**Request A**
Can you copy the stretch of the Mapik explanation from "What is the difference" through "Heh is silent." word for word?
**Request B**
Can you continue the Mapik explanation from where it stops?

Start of Provided text

What is the purpose of a dot (Mapik) in a Heh?

What is the difference between ba-shivyah (Deut. 21:11) ('among the captives' - there is no Mapik in the final Heh) and shivyaH (Deut. 21:13) ('her captivity' - there is a Mapik in the final Heh)?

Heh at the beginning or in the middle of a word, is pronounced by parting the vocal cords and passing the air between them with more force than in ordinary breathing. If Heh is to be pronounced at the end of a word the same is true; however Heh at the end of a word is frequently silent. How do we know whether a particular Heh at the end of a word is to be pronounced or not? The answer is quite simple. That marvelously detailed system called the Mesora, guides us. If the Mesora puts a dot (a Mapik in Hebrew) in the Heh, the Heh is to be pronounced. If there is no Mapik the Heh is silent.

Accordingly, we can distinguish between ba-shivyah (the final Heh has no Mapik, the Heh is silent) and shivyaH (the final Heh has a Mapik, the Heh is to be pronounced).

Although Mapik Heh frequently indicates feminine, this is not always so. Thus for example in the word gavoaH (Esther 5:14, 7:9) ('high') there is a Mapik Heh and the word is clearly masculine. In that case the third letter of the root of the word is a consonantal Heh that needs to be pronounced. The Mapik indicates that need.

End of Provided text
Start of Data provided

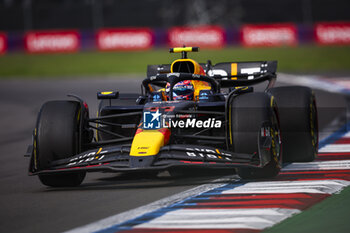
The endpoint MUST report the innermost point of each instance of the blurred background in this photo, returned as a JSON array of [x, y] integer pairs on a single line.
[[76, 32]]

End of Data provided

**Result A**
What is the difference between ba-shivyah (Deut. 21:11) ('among the captives' - there is no Mapik in the final Heh) and shivyaH (Deut. 21:13) ('her captivity' - there is a Mapik in the final Heh)?

Heh at the beginning or in the middle of a word, is pronounced by parting the vocal cords and passing the air between them with more force than in ordinary breathing. If Heh is to be pronounced at the end of a word the same is true; however Heh at the end of a word is frequently silent. How do we know whether a particular Heh at the end of a word is to be pronounced or not? The answer is quite simple. That marvelously detailed system called the Mesora, guides us. If the Mesora puts a dot (a Mapik in Hebrew) in the Heh, the Heh is to be pronounced. If there is no Mapik the Heh is silent.

**Result B**
In Aramaic the Mapik functions in the same way as in Hebrew. Thus in this parasha the Aramaic word for 'him' is leiH (Deut. 21:16) with a Mapik Heh, which if read correctly, is pronounced. Rabbi Tzvi Barzilai has pointed out that as the Heh at the end of the word ShemeiH (in the response to Kaddish) has a Mapik, it follows that one should pronounce the Heh in that word.

* * * *

Dagesh chazak at the beginning of a word!

Veyatzata Shama (Deut. 23:13) ('and you shall go out there') There is a Dagesh chazak in the Shin - the first letter of the word. This is a special case. In order to understand it, we first need to understand the nature of the Dagesh chazak. The word Dagesh, which seems originally to have meant 'dot,' was established in Hebrew by the early grammarians. (The term occurs in the 16th cent. Shulhan Aruch, but not in the 12th cent. Yad Hachazakah.)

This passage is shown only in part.